> [WORK INSTRUCTIONS]: Edit the rows from the start through the line containing "rough mask: <svg", inclusive, replacing "positive clicks" with "foreground clicks" and keeping everything else the same. Return only those lines, without the pictures.

> [RECORD SET]:
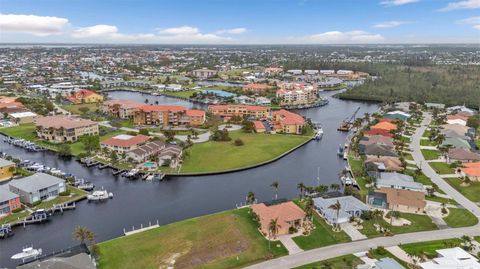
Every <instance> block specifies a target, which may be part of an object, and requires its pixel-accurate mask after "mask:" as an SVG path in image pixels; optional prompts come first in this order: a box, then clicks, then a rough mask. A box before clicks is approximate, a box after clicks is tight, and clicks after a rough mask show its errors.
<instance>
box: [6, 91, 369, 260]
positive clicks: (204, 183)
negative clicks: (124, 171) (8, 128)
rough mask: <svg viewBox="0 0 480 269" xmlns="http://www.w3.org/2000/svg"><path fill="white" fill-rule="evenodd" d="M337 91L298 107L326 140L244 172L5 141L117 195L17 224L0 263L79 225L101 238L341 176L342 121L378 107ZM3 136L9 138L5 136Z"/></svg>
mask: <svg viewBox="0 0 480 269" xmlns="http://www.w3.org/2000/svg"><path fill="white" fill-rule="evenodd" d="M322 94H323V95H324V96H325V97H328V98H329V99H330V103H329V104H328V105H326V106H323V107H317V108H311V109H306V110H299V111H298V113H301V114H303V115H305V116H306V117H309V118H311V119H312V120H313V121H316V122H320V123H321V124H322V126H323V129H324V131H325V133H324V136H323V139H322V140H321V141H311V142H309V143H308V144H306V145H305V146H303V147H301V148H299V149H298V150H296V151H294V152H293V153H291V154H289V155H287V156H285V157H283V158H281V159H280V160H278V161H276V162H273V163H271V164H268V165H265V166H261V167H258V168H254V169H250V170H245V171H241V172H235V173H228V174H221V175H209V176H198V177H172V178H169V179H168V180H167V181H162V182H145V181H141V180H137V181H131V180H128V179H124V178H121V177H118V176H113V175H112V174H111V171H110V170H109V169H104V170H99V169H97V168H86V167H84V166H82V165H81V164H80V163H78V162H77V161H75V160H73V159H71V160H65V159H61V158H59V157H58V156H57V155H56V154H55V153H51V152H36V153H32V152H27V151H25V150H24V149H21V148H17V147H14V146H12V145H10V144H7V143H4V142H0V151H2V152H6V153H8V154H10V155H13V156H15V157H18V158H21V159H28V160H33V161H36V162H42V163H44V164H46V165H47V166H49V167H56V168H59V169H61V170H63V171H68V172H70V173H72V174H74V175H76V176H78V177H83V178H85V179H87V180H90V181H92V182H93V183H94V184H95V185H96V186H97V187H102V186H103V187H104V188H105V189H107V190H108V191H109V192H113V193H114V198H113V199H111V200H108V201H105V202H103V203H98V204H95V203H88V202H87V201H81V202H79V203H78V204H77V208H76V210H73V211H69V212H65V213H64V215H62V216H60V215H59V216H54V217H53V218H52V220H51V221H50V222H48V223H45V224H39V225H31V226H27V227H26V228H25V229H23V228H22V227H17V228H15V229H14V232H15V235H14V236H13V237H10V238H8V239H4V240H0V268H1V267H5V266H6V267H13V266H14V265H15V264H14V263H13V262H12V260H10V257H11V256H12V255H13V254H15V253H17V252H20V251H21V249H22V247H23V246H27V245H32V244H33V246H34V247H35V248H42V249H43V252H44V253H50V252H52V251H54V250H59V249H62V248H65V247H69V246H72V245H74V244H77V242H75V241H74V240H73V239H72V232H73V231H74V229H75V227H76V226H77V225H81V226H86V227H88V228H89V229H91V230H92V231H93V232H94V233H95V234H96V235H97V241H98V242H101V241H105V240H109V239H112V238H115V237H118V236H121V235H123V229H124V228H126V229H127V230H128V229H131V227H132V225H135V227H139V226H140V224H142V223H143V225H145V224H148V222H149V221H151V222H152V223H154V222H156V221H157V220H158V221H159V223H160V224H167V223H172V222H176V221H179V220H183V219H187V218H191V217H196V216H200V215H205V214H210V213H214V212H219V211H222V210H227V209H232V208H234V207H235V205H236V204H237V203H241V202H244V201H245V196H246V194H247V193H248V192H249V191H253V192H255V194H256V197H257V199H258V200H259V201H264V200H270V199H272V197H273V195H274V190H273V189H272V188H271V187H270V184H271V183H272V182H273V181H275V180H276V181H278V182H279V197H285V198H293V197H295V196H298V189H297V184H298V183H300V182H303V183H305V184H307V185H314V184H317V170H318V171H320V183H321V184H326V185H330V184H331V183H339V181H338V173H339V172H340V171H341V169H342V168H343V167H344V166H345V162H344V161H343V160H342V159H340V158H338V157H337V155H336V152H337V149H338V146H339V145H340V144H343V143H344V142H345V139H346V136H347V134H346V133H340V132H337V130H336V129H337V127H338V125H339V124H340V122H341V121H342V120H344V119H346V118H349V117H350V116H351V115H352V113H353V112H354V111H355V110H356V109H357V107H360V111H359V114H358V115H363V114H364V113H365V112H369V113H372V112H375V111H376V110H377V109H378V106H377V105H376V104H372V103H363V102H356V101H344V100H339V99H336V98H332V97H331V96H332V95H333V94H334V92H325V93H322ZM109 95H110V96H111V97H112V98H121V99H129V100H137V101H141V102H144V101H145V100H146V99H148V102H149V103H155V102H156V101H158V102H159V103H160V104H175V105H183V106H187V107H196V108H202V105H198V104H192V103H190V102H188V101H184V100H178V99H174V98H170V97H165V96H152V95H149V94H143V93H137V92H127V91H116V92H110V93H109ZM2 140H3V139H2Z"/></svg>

> [RESPONSE TO THIS EXERCISE]:
Every <instance> block specifies a target, which may be part of an object, and requires its pixel-accurate mask after "mask:" as an SVG path in image pixels; optional prompts come first in this order: a box, then clicks, then a rough mask. A box before clicks is approximate, a box after clicks is tight, and clicks after a rough mask show its errors.
<instance>
box: [6, 91, 369, 260]
foreground clicks: (204, 183)
negative clicks: (124, 171) (8, 128)
rough mask: <svg viewBox="0 0 480 269" xmlns="http://www.w3.org/2000/svg"><path fill="white" fill-rule="evenodd" d="M337 91L298 107L326 140L244 172L5 141L117 195L17 224L0 263L79 225L101 238L341 176L342 121L378 107ZM3 136L9 138L5 136Z"/></svg>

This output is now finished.